Retype all of the data exactly as given.

□ □ □

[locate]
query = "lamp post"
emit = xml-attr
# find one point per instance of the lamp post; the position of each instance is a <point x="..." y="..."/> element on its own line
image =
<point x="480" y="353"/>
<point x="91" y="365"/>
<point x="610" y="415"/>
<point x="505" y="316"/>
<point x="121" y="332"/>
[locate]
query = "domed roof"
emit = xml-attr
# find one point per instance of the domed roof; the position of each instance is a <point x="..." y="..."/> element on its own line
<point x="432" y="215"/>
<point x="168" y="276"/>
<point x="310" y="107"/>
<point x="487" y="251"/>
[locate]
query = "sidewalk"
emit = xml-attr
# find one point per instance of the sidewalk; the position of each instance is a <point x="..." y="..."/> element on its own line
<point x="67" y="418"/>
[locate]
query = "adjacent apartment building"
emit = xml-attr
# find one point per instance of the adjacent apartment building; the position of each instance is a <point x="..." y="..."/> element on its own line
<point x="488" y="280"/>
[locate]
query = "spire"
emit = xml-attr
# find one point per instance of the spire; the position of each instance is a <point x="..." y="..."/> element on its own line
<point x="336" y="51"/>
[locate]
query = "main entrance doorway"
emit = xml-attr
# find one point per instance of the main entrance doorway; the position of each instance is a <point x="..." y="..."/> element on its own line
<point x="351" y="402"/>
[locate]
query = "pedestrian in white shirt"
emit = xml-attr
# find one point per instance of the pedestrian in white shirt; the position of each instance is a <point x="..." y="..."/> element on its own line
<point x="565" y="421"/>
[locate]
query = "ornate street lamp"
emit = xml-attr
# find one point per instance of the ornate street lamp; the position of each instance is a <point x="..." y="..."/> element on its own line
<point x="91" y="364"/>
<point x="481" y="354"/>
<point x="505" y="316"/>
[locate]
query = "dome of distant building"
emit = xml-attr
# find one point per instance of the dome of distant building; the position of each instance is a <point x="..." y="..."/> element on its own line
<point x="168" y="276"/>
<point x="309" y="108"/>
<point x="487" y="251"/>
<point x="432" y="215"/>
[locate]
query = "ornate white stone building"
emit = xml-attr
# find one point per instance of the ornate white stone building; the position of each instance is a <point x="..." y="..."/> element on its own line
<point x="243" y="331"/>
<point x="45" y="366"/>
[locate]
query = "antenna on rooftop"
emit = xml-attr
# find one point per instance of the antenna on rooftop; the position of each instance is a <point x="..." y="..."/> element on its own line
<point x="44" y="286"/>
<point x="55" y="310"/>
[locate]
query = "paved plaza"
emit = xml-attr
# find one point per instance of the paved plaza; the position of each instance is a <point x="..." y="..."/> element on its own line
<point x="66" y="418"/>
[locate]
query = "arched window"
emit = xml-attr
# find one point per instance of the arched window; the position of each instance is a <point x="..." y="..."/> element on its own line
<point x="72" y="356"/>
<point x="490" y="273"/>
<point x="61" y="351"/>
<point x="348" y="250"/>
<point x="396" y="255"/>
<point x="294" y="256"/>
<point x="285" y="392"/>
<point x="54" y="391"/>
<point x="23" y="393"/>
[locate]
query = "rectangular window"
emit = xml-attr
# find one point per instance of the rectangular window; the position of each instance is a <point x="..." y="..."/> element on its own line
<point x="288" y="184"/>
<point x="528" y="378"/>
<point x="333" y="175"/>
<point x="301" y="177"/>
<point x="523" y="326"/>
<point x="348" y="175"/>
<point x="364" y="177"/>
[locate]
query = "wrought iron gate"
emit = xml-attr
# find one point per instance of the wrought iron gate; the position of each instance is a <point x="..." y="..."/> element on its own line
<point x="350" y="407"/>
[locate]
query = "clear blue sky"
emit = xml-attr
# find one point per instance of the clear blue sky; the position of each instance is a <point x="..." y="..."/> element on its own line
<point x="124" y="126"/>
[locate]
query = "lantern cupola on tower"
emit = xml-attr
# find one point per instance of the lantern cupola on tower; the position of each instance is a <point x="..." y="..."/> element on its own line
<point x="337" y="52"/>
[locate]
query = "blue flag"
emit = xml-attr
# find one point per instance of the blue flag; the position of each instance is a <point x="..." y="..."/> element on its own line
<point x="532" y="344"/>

□ □ □

▶ [SOLUTION FOR THIS EXERCISE]
[locate]
query = "lamp post"
emit = xml-attr
# find one point per instance of the lamp post; the position of each instance is a <point x="..." y="..."/> element on its own line
image =
<point x="480" y="353"/>
<point x="91" y="365"/>
<point x="610" y="415"/>
<point x="505" y="316"/>
<point x="121" y="332"/>
[locate]
query = "domed roof"
emit = xml-attr
# find one point per instance of the domed roof; the position of each instance is a <point x="..." y="..."/> element on its own line
<point x="432" y="215"/>
<point x="168" y="276"/>
<point x="310" y="107"/>
<point x="487" y="251"/>
[locate]
query = "sidewalk"
emit = xml-attr
# find one point per instance of the sidewalk; the position of each instance is a <point x="..." y="..."/> element on its own line
<point x="67" y="418"/>
[locate]
query = "adjacent apartment building"
emit = xml-attr
# find one point per instance of the adjacent apartment building; the position of each instance is a <point x="..." y="..."/> element on its own line
<point x="488" y="280"/>
[locate]
query = "spire"
emit = xml-attr
# find one point per instance of the spire; the position of each instance is a <point x="..." y="..."/> element on its own line
<point x="336" y="51"/>
[locate]
query = "main entrance doorway"
emit = xml-attr
# find one point per instance of the main entrance doorway; the position of each instance is a <point x="..." y="..."/> element on its own line
<point x="351" y="402"/>
[locate]
query = "pedestrian in white shirt"
emit = xml-attr
# find one point per instance of the pedestrian in white shirt; the position of each instance is a <point x="..." y="..."/> element on its own line
<point x="565" y="421"/>
[locate]
query = "ornate street lamp"
emit = xml-attr
# find one point per instance of the ornate street lamp; the position of each instance is a <point x="..." y="..."/> element on its own line
<point x="91" y="364"/>
<point x="481" y="354"/>
<point x="505" y="316"/>
[locate]
query = "dome of distant building"
emit = xml-attr
# find one point per instance of the dome of distant building; the position of each instance is a <point x="..." y="..."/> element on its own line
<point x="168" y="276"/>
<point x="309" y="108"/>
<point x="487" y="251"/>
<point x="432" y="215"/>
[locate]
query = "ornate white stone building"
emit = xml-attr
# find one point per instance of the ornate white stone building; the position of each instance is a <point x="..." y="..."/> element on its own line
<point x="243" y="331"/>
<point x="45" y="366"/>
[locate]
query = "antenna on rooftop"
emit = xml-attr
# find one point per instance of the antenna on rooftop; the position of each instance is a <point x="..." y="..."/> element on its own line
<point x="44" y="286"/>
<point x="55" y="310"/>
[locate]
query = "paved plaza"
emit = xml-attr
# find one point per instance of the paved plaza; the position of each instance is a <point x="..." y="..."/> element on its own line
<point x="66" y="418"/>
[locate]
query = "arched window"
emit = xml-attr
# find one point per instance of the arched window; the position of each instance is a <point x="..." y="..."/> element on its own line
<point x="72" y="356"/>
<point x="490" y="273"/>
<point x="61" y="351"/>
<point x="348" y="250"/>
<point x="396" y="255"/>
<point x="294" y="256"/>
<point x="285" y="392"/>
<point x="54" y="391"/>
<point x="23" y="393"/>
[locate]
query = "rectangular window"
emit = xml-attr
# find one point per instance of the rectangular window; the position of each instance is a <point x="..." y="..."/> element on its own line
<point x="288" y="184"/>
<point x="528" y="378"/>
<point x="333" y="175"/>
<point x="301" y="177"/>
<point x="523" y="326"/>
<point x="348" y="175"/>
<point x="364" y="177"/>
[locate]
query = "wrought iron gate"
emit = xml-attr
# find one point per instance of the wrought iron gate; the position of each instance is a <point x="..." y="..."/> element on its own line
<point x="350" y="407"/>
[locate]
query = "clear blue sky"
emit = xml-attr
# find one point per instance of the clear blue sky; the position of each instance is a <point x="..." y="..."/> element on its own line
<point x="124" y="126"/>
[locate]
query = "lantern cupola on tower"
emit = xml-attr
# find one point per instance of the lantern cupola on tower; the position of each instance is a <point x="..." y="..."/> element on its own line
<point x="337" y="52"/>
[locate]
query = "blue flag"
emit = xml-attr
# find one point per instance of the blue flag; the position of each instance is a <point x="..." y="..."/> element on its own line
<point x="532" y="344"/>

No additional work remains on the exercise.